Exercise instructions:
Format the stretch from the start of the entries through the line containing "point(344, 97)" as a numbered list, skipping blank lines. Leave the pictures out of your answer.

Entries shown:
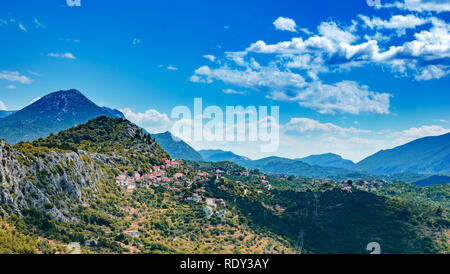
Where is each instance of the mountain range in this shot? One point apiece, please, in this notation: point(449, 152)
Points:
point(64, 109)
point(52, 113)
point(328, 160)
point(176, 147)
point(429, 155)
point(67, 188)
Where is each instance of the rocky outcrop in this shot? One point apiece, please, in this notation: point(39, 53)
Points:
point(49, 180)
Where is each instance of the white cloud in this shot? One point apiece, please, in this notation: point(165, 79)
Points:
point(333, 32)
point(424, 131)
point(421, 5)
point(285, 24)
point(38, 24)
point(232, 91)
point(269, 77)
point(302, 125)
point(63, 55)
point(170, 67)
point(210, 57)
point(152, 120)
point(398, 22)
point(14, 76)
point(22, 27)
point(136, 41)
point(344, 97)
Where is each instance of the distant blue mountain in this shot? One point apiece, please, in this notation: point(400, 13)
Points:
point(328, 160)
point(433, 180)
point(176, 148)
point(53, 113)
point(6, 113)
point(429, 155)
point(276, 165)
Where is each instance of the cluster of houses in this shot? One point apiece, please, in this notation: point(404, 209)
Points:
point(155, 176)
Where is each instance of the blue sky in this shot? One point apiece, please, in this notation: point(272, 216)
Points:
point(349, 78)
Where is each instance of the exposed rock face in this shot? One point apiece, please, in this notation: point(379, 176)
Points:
point(52, 181)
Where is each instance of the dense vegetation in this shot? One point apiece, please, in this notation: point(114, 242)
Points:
point(296, 216)
point(176, 147)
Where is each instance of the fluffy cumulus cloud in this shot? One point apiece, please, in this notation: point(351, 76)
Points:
point(210, 57)
point(306, 125)
point(151, 120)
point(15, 76)
point(424, 131)
point(342, 97)
point(67, 55)
point(437, 6)
point(292, 70)
point(285, 24)
point(398, 22)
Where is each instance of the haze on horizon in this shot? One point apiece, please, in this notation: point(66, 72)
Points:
point(349, 78)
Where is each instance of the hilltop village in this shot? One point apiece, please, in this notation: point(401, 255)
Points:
point(175, 175)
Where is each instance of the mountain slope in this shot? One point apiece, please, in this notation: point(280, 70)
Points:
point(433, 180)
point(430, 155)
point(279, 165)
point(64, 189)
point(6, 113)
point(328, 160)
point(52, 113)
point(176, 147)
point(217, 155)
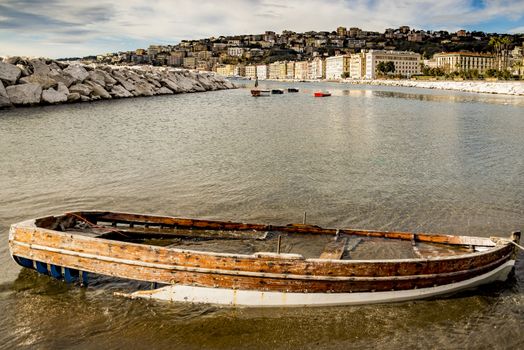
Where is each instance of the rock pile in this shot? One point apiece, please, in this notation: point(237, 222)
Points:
point(43, 81)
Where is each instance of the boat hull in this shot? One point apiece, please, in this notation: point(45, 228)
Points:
point(43, 245)
point(249, 298)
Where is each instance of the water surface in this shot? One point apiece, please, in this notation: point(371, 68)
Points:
point(368, 157)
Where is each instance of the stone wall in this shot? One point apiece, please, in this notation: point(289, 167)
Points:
point(39, 81)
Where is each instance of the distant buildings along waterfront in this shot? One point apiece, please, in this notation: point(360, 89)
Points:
point(345, 52)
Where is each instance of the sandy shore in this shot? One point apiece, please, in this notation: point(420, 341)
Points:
point(498, 87)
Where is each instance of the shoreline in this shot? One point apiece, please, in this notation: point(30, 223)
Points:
point(26, 82)
point(512, 88)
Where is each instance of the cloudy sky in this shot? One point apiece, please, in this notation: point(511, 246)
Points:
point(67, 28)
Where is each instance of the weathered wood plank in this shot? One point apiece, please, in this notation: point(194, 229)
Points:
point(334, 249)
point(271, 264)
point(238, 280)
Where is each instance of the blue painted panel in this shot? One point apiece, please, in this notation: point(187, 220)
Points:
point(42, 268)
point(70, 275)
point(84, 278)
point(56, 271)
point(24, 262)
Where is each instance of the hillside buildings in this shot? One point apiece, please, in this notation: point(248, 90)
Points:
point(406, 63)
point(463, 61)
point(349, 52)
point(337, 66)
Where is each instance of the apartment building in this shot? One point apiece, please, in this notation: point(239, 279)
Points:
point(336, 66)
point(278, 70)
point(357, 66)
point(317, 68)
point(226, 70)
point(301, 70)
point(262, 71)
point(251, 71)
point(290, 70)
point(406, 63)
point(463, 61)
point(235, 51)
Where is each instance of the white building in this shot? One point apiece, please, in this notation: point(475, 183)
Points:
point(406, 63)
point(317, 68)
point(357, 66)
point(301, 70)
point(262, 71)
point(464, 61)
point(336, 66)
point(235, 51)
point(251, 72)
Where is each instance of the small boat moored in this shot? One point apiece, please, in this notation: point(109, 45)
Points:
point(259, 93)
point(229, 263)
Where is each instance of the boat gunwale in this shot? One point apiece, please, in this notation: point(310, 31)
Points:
point(31, 224)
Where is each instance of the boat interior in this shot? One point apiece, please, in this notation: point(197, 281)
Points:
point(307, 241)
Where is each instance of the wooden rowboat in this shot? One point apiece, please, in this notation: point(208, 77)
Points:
point(257, 264)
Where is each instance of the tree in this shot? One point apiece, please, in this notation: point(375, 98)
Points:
point(386, 67)
point(381, 67)
point(390, 67)
point(501, 47)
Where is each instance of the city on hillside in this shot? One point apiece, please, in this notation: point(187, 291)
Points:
point(344, 53)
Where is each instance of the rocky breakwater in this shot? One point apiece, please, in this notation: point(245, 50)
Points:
point(38, 81)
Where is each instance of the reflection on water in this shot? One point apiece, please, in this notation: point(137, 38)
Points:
point(377, 158)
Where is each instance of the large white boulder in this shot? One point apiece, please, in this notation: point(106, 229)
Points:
point(119, 91)
point(123, 81)
point(73, 97)
point(98, 90)
point(55, 96)
point(24, 94)
point(82, 89)
point(9, 73)
point(4, 99)
point(143, 88)
point(78, 72)
point(63, 77)
point(39, 66)
point(42, 79)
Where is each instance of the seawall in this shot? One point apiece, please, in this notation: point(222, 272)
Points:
point(40, 81)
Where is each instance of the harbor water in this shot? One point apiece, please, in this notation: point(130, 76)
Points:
point(382, 158)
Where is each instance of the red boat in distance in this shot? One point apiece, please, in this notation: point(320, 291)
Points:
point(259, 93)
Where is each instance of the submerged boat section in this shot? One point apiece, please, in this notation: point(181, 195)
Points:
point(258, 264)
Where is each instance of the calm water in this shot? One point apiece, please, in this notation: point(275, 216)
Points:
point(376, 158)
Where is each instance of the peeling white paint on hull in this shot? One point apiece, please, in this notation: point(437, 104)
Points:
point(220, 296)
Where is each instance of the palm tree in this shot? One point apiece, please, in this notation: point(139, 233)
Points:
point(501, 46)
point(517, 65)
point(495, 43)
point(505, 42)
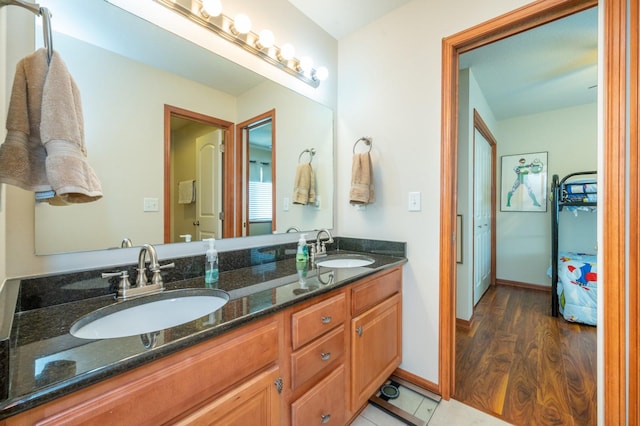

Finished answer:
1. Where is each instance of the mountain range in this shot? One point apiece, please, in this notation: point(449, 152)
2. Points:
3. point(64, 109)
4. point(52, 113)
5. point(328, 160)
6. point(176, 147)
7. point(429, 155)
8. point(67, 188)
9. Where is each instance of the rocky outcrop in this shot? One point apiece, please, in this notation: point(39, 53)
10. Points:
11. point(49, 180)
12. Where is each instance of the white cloud in this shot? One point apiece, please, in this notation: point(165, 79)
13. Points:
14. point(333, 32)
15. point(424, 131)
16. point(421, 5)
17. point(285, 24)
18. point(38, 24)
19. point(232, 91)
20. point(269, 77)
21. point(302, 125)
22. point(63, 55)
23. point(170, 67)
24. point(210, 57)
25. point(152, 120)
26. point(398, 22)
27. point(14, 76)
28. point(22, 27)
29. point(136, 41)
30. point(344, 97)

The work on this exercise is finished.